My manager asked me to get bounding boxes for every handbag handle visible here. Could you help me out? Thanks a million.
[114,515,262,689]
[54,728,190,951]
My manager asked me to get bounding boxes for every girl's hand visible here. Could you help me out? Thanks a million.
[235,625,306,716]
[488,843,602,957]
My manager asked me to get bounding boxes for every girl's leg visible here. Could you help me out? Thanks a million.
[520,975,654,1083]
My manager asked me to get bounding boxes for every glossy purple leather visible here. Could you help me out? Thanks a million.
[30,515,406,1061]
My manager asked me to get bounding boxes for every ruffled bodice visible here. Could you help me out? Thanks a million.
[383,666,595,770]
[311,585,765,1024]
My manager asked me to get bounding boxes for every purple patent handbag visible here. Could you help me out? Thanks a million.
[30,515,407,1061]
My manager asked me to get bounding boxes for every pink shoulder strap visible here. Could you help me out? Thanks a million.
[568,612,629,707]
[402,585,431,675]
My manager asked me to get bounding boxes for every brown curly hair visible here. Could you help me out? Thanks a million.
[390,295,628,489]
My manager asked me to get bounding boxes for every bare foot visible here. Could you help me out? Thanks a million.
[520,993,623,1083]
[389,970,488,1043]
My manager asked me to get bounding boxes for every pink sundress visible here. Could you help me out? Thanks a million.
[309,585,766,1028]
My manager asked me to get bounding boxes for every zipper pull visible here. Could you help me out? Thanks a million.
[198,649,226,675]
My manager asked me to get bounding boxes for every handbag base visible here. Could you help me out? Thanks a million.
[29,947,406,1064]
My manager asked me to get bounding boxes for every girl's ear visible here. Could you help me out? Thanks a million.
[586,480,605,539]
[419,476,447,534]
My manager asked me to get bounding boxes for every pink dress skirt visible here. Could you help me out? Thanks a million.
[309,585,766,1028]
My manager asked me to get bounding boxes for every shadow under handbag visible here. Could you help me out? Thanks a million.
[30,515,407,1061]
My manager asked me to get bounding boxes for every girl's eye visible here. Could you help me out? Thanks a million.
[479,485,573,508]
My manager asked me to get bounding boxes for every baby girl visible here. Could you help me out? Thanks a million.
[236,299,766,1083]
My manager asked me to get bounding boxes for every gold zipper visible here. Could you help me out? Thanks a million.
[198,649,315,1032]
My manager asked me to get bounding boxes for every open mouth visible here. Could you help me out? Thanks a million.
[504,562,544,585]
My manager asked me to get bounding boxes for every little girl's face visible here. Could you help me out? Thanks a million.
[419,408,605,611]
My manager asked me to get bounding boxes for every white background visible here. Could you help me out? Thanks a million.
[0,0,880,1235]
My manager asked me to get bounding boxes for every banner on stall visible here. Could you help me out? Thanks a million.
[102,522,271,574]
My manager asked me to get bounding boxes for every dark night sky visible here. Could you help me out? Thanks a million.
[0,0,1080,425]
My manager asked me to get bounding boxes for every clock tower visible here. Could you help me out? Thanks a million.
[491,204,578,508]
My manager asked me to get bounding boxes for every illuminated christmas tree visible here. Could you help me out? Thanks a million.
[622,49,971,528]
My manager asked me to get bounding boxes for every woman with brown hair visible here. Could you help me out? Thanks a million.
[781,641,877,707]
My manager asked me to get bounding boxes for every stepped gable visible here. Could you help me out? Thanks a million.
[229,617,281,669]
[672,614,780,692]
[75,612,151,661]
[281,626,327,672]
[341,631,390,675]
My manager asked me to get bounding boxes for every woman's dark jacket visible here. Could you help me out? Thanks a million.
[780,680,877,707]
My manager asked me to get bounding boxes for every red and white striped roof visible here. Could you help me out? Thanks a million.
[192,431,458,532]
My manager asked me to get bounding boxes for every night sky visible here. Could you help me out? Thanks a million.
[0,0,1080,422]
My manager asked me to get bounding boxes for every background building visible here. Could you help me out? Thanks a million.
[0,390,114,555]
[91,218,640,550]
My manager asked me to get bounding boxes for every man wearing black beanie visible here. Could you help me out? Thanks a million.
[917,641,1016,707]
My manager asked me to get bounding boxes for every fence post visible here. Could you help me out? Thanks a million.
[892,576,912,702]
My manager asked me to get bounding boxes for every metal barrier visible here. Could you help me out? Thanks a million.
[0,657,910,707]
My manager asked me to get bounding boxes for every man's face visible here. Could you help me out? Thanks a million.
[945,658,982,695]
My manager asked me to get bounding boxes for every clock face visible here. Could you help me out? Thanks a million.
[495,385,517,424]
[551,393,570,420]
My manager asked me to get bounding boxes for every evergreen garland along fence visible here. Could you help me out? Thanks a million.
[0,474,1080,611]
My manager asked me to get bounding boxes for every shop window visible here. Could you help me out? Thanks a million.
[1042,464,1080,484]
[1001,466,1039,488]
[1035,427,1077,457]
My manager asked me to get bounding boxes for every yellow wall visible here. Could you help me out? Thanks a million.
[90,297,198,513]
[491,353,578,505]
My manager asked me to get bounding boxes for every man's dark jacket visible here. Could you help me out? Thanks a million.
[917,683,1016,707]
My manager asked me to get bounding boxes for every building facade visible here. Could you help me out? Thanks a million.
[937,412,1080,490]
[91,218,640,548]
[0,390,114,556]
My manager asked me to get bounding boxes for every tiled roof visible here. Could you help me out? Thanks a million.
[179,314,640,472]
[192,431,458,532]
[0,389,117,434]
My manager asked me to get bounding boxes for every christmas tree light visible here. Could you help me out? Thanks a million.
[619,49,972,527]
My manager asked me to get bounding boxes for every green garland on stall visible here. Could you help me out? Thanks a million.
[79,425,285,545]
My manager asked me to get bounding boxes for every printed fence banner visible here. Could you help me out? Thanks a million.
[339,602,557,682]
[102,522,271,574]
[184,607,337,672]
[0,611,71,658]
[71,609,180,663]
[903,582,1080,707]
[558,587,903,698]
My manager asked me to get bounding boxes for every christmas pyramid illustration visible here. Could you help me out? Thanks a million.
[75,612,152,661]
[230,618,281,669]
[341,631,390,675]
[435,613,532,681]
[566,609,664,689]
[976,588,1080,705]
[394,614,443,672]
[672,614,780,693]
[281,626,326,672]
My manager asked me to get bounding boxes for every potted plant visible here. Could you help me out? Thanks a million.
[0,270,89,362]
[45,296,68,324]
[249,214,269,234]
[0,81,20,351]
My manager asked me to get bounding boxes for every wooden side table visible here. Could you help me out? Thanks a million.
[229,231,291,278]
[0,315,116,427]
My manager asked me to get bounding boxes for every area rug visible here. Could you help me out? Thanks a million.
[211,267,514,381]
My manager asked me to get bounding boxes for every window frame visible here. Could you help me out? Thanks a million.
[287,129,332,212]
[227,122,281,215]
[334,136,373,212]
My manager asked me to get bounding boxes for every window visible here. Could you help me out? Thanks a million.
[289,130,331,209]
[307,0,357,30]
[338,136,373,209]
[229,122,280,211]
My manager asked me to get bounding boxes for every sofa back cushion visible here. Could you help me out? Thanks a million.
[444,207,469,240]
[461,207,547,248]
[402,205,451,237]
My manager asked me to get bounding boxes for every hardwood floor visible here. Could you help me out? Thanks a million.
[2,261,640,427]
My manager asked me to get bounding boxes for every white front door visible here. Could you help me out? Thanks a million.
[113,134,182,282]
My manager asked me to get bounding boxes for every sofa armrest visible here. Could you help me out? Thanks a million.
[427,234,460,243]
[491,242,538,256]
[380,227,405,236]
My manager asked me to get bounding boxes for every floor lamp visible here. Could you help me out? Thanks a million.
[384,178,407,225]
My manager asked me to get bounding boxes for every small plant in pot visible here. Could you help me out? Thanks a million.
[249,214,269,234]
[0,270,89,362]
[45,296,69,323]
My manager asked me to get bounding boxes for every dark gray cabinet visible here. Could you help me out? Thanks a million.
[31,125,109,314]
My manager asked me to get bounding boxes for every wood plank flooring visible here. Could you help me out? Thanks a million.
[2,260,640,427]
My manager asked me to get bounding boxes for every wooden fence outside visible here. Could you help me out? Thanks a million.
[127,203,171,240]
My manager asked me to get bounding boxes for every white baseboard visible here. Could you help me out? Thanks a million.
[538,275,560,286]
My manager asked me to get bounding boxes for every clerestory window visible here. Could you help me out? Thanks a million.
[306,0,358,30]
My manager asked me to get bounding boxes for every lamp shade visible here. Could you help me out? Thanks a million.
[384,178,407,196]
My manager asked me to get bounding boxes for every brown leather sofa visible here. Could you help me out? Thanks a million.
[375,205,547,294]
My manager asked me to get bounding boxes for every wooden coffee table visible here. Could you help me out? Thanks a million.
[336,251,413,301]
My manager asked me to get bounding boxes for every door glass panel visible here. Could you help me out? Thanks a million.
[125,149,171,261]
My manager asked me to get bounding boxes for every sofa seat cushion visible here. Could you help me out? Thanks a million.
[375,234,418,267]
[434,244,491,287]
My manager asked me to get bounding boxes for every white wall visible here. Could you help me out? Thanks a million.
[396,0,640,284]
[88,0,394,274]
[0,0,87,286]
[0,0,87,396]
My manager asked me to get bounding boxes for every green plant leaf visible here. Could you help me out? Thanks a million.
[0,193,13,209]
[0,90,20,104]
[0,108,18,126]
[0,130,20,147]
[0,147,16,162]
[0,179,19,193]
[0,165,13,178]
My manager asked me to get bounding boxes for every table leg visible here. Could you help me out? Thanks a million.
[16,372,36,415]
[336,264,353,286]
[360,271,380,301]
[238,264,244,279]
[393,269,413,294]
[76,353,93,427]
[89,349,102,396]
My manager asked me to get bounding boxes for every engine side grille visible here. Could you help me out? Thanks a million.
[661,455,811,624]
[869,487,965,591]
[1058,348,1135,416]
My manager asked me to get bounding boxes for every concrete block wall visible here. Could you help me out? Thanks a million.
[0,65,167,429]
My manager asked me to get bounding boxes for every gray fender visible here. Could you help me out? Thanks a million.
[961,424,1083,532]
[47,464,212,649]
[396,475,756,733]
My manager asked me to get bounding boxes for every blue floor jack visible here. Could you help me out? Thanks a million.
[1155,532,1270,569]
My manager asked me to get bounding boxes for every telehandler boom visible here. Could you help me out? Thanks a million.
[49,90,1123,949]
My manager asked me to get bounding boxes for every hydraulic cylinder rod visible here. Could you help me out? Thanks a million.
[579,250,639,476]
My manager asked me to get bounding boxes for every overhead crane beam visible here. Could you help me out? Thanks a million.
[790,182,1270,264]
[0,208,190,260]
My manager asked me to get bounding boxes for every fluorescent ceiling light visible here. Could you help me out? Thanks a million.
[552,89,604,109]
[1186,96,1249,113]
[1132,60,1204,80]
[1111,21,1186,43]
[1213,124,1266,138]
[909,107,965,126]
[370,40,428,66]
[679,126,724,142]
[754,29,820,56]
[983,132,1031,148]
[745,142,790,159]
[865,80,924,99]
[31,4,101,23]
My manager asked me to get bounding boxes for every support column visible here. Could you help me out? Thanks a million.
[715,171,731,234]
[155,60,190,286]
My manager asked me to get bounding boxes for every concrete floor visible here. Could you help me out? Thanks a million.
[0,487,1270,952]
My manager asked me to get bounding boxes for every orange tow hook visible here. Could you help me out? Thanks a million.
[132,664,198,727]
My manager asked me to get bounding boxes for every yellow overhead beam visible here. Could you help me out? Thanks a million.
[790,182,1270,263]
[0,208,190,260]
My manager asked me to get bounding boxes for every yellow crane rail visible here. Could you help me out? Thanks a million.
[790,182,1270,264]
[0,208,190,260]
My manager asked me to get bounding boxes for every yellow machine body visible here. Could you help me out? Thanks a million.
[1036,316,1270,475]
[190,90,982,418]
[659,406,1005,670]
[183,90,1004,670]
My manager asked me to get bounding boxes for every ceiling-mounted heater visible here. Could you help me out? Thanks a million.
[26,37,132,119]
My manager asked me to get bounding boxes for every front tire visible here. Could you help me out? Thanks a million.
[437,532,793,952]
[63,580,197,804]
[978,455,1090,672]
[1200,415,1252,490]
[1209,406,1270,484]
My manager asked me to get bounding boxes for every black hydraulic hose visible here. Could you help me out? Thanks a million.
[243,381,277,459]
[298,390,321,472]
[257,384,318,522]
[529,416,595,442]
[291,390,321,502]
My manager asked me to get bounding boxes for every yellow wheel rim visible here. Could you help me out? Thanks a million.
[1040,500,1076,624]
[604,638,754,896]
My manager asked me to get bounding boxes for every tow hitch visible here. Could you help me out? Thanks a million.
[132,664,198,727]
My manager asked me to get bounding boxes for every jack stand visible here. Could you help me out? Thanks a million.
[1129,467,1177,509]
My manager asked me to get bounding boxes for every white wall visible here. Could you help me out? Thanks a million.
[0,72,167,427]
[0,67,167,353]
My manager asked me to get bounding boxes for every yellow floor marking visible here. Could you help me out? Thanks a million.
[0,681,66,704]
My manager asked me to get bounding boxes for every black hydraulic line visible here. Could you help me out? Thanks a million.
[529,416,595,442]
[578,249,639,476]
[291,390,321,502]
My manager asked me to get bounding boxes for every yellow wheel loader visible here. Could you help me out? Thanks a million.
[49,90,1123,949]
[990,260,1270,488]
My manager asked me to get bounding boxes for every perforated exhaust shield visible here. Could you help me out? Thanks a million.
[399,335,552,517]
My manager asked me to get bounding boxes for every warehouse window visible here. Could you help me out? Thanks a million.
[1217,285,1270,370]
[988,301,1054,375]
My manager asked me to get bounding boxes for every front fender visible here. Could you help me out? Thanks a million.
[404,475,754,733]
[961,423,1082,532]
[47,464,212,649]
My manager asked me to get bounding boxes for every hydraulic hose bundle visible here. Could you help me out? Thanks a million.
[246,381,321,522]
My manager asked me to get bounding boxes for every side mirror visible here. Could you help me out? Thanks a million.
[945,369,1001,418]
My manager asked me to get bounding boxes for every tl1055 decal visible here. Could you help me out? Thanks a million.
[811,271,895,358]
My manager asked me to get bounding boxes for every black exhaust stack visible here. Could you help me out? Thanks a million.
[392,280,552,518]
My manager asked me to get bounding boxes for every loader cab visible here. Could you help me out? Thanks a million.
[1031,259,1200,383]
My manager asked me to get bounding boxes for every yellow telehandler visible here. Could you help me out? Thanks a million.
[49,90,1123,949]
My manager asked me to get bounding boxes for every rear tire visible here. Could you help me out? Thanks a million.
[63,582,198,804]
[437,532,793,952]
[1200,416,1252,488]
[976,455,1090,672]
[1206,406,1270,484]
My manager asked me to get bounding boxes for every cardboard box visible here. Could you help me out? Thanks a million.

To do: Retype the entries word for word, starting at the line containing "every front fender" and ending at the line containing "[246,381,321,522]", both lines included.

Reply to the task:
My manager asked me to get bounding boxes for every front fender visible here. Could you help me out? Thanks a million.
[404,475,754,733]
[961,423,1082,532]
[47,464,212,649]
My manager asked me to get bounding boxes for every hydraulic hose bundle visible here. Could you help me out? Thanks a million.
[246,381,321,522]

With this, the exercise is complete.